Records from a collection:
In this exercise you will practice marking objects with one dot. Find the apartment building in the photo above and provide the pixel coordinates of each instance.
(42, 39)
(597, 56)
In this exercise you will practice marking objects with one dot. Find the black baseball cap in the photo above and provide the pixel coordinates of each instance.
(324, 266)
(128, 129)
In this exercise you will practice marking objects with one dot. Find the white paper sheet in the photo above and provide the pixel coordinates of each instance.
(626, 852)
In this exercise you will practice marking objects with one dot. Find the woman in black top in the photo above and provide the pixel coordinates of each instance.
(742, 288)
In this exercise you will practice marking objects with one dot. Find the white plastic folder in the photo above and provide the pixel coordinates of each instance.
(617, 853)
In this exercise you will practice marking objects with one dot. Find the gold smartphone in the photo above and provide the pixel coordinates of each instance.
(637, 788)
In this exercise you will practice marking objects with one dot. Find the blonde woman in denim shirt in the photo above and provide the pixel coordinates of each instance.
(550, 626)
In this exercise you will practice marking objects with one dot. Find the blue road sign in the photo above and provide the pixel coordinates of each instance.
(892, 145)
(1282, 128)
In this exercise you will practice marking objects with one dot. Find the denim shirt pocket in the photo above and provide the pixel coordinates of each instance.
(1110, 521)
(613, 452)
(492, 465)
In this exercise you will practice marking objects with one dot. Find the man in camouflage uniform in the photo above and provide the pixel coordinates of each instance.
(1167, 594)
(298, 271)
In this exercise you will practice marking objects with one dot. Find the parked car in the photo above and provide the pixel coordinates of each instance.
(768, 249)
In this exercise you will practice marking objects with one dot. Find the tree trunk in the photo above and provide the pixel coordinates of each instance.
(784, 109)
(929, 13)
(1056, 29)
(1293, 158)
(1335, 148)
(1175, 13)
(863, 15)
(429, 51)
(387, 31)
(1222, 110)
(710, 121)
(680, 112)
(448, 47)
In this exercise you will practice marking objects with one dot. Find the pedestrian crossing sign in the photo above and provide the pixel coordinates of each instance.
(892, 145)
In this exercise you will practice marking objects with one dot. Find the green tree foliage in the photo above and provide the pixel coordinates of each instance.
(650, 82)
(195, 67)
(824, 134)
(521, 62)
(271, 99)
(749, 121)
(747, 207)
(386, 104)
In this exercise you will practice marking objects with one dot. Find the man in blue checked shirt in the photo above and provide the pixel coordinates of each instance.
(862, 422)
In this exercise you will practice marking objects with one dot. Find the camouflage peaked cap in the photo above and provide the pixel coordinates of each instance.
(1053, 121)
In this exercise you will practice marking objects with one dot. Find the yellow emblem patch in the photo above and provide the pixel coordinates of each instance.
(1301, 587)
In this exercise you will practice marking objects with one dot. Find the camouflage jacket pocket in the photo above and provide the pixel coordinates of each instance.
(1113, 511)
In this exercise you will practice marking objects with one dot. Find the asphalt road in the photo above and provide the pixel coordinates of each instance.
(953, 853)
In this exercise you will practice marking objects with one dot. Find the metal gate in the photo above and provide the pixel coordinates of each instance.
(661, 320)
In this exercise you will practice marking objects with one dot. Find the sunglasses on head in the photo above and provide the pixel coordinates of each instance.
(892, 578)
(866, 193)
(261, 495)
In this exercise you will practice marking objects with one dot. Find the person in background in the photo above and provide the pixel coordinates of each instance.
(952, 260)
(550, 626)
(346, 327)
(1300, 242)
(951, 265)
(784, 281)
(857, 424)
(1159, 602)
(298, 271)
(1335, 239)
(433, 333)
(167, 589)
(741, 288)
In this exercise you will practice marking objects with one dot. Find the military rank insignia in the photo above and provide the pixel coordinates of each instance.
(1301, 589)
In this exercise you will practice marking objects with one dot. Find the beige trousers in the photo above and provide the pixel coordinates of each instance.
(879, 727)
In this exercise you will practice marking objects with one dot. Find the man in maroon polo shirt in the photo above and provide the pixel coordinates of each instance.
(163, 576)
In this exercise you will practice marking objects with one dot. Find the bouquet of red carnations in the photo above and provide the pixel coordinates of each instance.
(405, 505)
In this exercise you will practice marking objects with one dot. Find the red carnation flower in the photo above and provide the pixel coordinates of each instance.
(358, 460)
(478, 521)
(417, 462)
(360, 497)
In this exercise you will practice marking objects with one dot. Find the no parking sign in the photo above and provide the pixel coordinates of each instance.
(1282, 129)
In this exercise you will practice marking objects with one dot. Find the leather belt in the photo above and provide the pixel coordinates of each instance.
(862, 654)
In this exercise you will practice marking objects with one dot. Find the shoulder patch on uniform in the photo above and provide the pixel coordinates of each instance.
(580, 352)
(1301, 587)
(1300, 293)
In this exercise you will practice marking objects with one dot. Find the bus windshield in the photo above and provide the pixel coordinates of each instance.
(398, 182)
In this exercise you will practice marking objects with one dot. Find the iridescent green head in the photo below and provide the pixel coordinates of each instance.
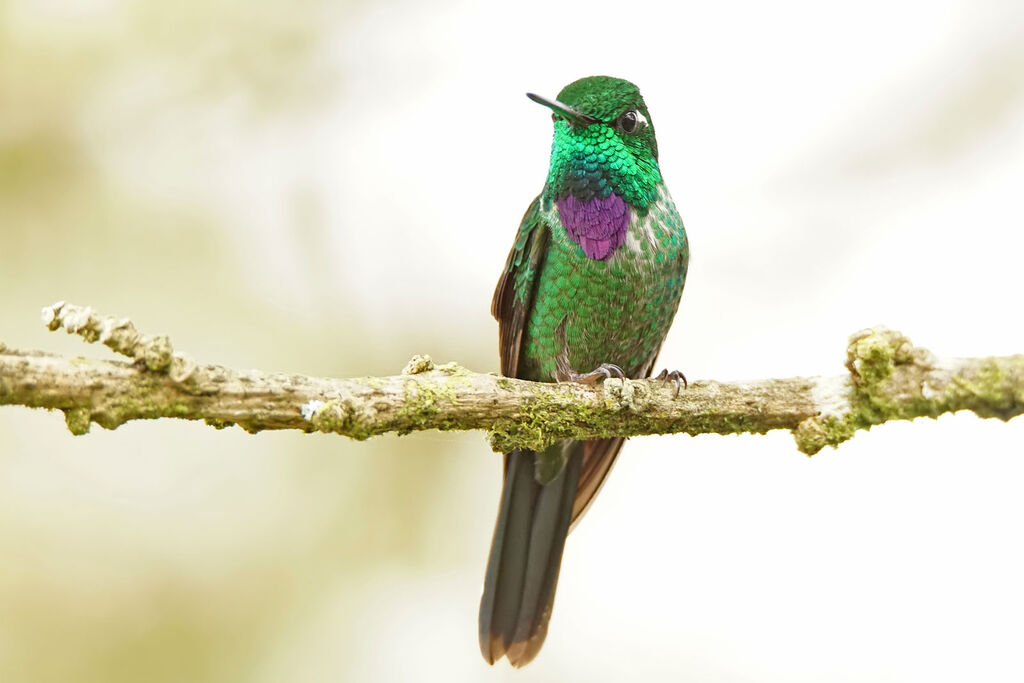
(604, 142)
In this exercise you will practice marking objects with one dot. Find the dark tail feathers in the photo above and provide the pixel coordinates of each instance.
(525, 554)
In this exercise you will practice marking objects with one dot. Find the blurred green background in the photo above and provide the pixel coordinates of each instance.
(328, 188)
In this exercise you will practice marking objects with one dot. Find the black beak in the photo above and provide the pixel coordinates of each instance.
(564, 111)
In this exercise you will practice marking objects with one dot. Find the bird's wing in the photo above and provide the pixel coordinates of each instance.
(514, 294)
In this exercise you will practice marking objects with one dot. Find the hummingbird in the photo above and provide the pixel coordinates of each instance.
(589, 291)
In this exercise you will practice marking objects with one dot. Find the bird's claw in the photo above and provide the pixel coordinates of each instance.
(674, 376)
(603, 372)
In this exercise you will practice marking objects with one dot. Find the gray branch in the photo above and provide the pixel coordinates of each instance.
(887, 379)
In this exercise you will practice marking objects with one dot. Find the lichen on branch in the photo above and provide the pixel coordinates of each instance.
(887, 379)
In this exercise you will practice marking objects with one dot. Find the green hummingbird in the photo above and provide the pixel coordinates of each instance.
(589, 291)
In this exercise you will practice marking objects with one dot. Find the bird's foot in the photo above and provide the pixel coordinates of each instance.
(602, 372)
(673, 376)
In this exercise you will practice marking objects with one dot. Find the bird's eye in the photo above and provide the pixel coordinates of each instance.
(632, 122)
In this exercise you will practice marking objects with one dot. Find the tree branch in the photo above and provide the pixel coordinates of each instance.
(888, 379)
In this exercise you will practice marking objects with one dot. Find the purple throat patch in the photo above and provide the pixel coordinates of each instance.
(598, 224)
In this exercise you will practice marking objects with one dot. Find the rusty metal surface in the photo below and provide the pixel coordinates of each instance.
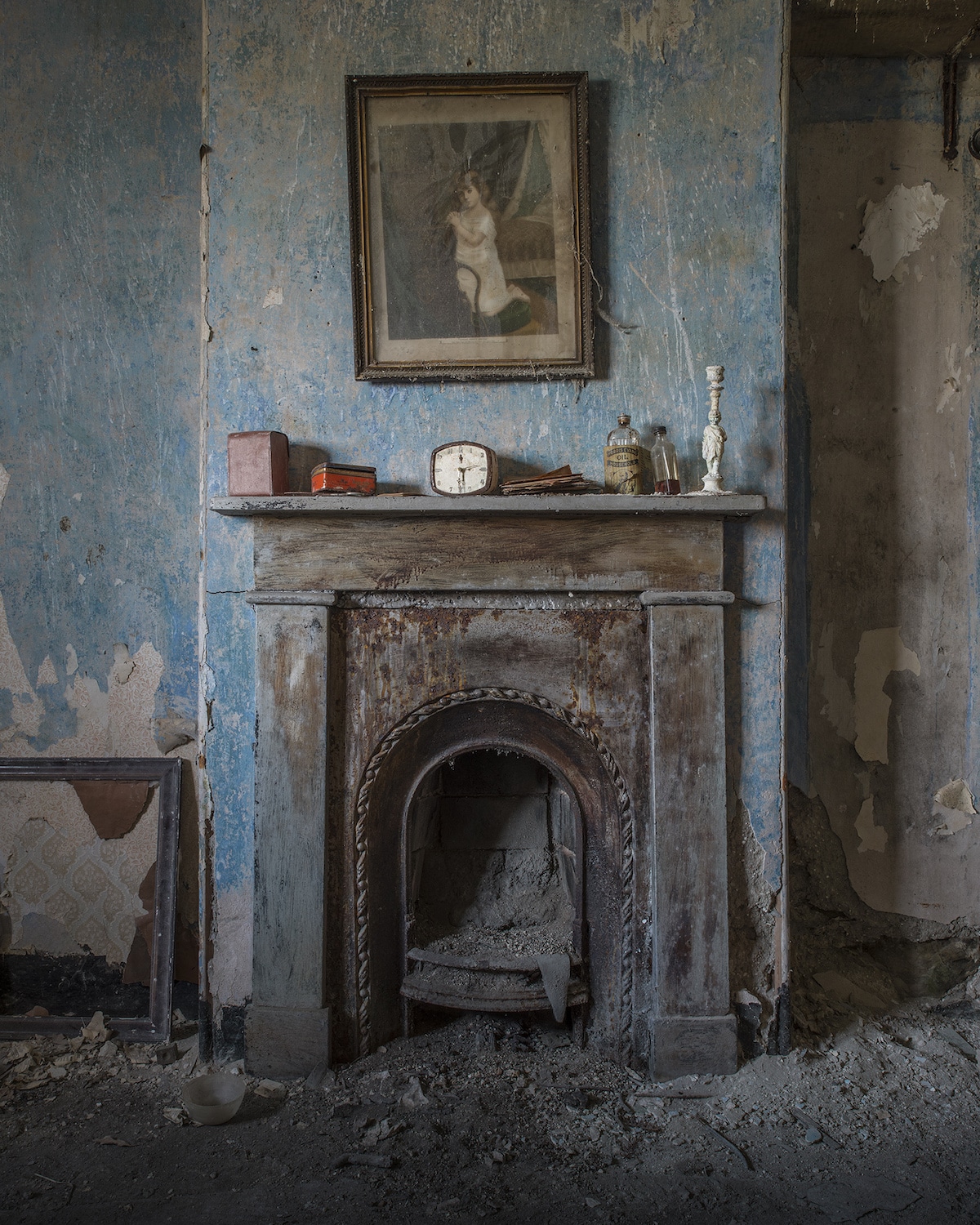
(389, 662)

Instructions to follow:
Only the pictures are to be excluded; all other parts of the records above are to be given exactly.

Answer to this task:
In this exercise you will practice marking objects with one dot. Find the apartment building in the photo above and provide the pixel coordinates of each instance.
(42, 39)
(597, 56)
In this exercise you will practice marking objects with one dot. Find the black baseball cap in the photo above and provide the pixel coordinates of each instance.
(324, 266)
(128, 129)
In this exercise you will practice marking objects with one dot. Find the white paper sheet in the photo above and provide the pixel coordinates of each instance.
(626, 852)
In this exercise you will practice marking objects with one dot. Find the woman in black top in the photo above and provide the pixel coordinates of each instance.
(742, 288)
In this exercise you will practice marking objects with one dot. Find the white plastic folder in the photo above and provide the pixel coordinates of each instance.
(617, 853)
In this exercise you will practice marking objects with one dot. Find the gold smartphone in the photo above and provide the pixel coordinates of each instance.
(637, 788)
In this exercise you will practice marking objects with one dot. Find the blonde woman in denim shirt in the photo above and provide the pixel coordinates of each instance.
(550, 626)
In this exercise you will practice marking objects with one dot. Find the blue road sign in the photo above and provide the pixel coordinates of each instance.
(892, 145)
(1282, 128)
In this exercise you will practice marking objects with one dot. Find the denim shirt pocket in the photo above and provide the pixel coordinates of each instance.
(1110, 521)
(613, 452)
(492, 465)
In this exercise you will practice marking objects with one dot. Find the man in camouflage uniform in the photo above and provide the pixel coordinates of each instance.
(1167, 594)
(298, 271)
In this exercise you will practice marking objects with one dot. Find the parked car in the photo above and provide the pixel coordinates of each instance.
(768, 249)
In this exercise you will practice marking objects with one dot. Find the tree trunk in the photo above and provide the pixel coordinates of each instance.
(784, 109)
(929, 13)
(1056, 29)
(1293, 158)
(1335, 148)
(1175, 13)
(863, 15)
(429, 51)
(387, 31)
(1222, 110)
(710, 121)
(680, 112)
(448, 47)
In this exercise you will practice marking objects with one dot. Find the pedestrian crossing sign in the photo above and provide the pixel coordinates of each instance.
(892, 145)
In this exercise you will practice marking objects with one dot. Find the green tree foliage in the photo above and provide the pixel coordinates of each instance.
(650, 82)
(195, 67)
(824, 134)
(521, 62)
(271, 99)
(749, 121)
(747, 207)
(386, 104)
In this exercise you will practice marking objects with one dot. Find the man in blue checked shirt in the photo above and provide the pixel coordinates of each instance.
(862, 422)
In this exercise you will practice marking objects with one dot. Find the camouflage peaked cap in the photo above and provide the pixel coordinates of each instance.
(1053, 121)
In this exercise you will practice marking objects with one dot. Find the yellow emblem patch in the photo above and provide the pixel coordinates of each instance.
(1301, 587)
In this exercise you will practice marking objects with one dot. Find the camouflage jacket pocket in the photo above and provide the pixel coordinates of each instance.
(1113, 511)
In this exercise you will practice marking objects with one dot. Find the asphalt road in the photo above and provide the pixel coordinates of each instance.
(953, 853)
In this exercise you will practice marking objects with one dot. Find the metal gate in the photo above and provide the pixel coordinates of each instance.
(661, 320)
In this exercise you will practice marking objects with one dot. Find the sunglasses on head in the photo above and provide the pixel coordinates of each instance.
(892, 578)
(866, 193)
(261, 495)
In this exercise you will practice marking objects with one dot. Find the person in background in the photo above and provide the pixel coordinates of each instance.
(952, 260)
(550, 626)
(346, 327)
(1300, 242)
(951, 265)
(784, 281)
(857, 424)
(1159, 602)
(298, 271)
(1335, 239)
(433, 333)
(167, 589)
(741, 288)
In this exercise you will practice marking objects with one dot. Find the military rank insignia in the photo above and provide the pixel coordinates of each instance.
(1301, 589)
In this exercise you will practice marking objects with one dot. Find the beige trousers in the photo above and provide the pixel coordinates of each instance.
(879, 727)
In this exercise you will practice marking objects with one dot. Find the man in maroon polo shirt in the photo above and provide the pixel coordinates of each instance.
(163, 576)
In this exercise you will practice marking objects with one dot. Find the bouquet of red carnations in the photo above and provide the pixel coordinates of each instance.
(405, 505)
In this exercise you will practice marking objects with one dot. Find the red carnation flower in the photo above and provide the pixel coordinates of each instance.
(358, 460)
(478, 521)
(417, 462)
(360, 497)
In this exercise you will practice marking objects with one dot. Find the no parking sign in the photo above and provide the pixel coordinates of each instance.
(1282, 129)
In this exercise you will practice marking objects with one dot. Find the leather belt in the photo above and provide the pixel coordinates of each instance.
(862, 654)
In this exercise you will practice marking objects with one dot. Find the shoulder patch on uniform in the photo above and provide the pixel coordinates of each instance.
(580, 352)
(1301, 587)
(1300, 293)
In this exercise you will practice marking objects with one dot. Find the bus windshield in the photo above and provide the pixel coordinates of each instance.
(398, 182)
In this exercise you will practice marking objects with one dot. Find the iridescent green head in the photo below and provide the pixel coordinates of each instance.
(604, 142)
In this exercise you will practice marking objects with one dot. Find the dark tail feathers in the photo above and provide the pixel coordinates of each instance.
(525, 554)
In this exercise you will practice marking objects with one dot. Find the blurred green background in the photo above and provide the pixel coordinates of each instance.
(328, 188)
In this exercise you will practice marking objects with one dot. Find the black beak in the photo above and provide the pixel coordinates of each instance.
(564, 111)
In this exercise you will practice marking objects with one dot. Find the bird's wing in the photo above and provide the pixel coordinates of each instance.
(514, 294)
In this exercise you will practice marking objects with one dot. Find the hummingbird in the photo above and provide the pixel coordinates of each instance.
(589, 291)
In this exercise you will practice marking objects with one dot. Find the bird's claw in the photo above and provide the pixel coordinates of each instance.
(674, 376)
(603, 372)
In this exercise you will practice marking objects with one dot. Find the gray branch in the photo above and provide the pixel coordinates of each instance.
(887, 379)
In this exercise you will practice marking objects with one dot. Find the lichen on branch in the photo above and provide the pixel coordinates of each instance.
(887, 379)
In this exercise you will practice marking objects with one dot. Find the green hummingbird in the photo above and provide the pixel coordinates of each instance.
(589, 291)
In this exercise you will practice marking objects with one dot. Find the bird's foot in the photo above and provide the pixel coordinates of each instance.
(602, 372)
(673, 376)
In this exercise you will practice marking objects with one dot. Find the bird's eye in the photo above and provide the pixel coordinates of each instance.
(632, 122)
In this exercise you will practice marking objects with one dot. Find the tree branch in the photo above and provide the pixel coordinates of each instance.
(888, 379)
In this exercise you will practice marking objects with one dot. Find the purple throat patch in the photo above and provide the pixel coordinates of each instance.
(598, 224)
In this exercise you will practice marking objects with one dot. Find the rusty metal surface in the photo below and provide the pixel coordinates of each instance.
(389, 662)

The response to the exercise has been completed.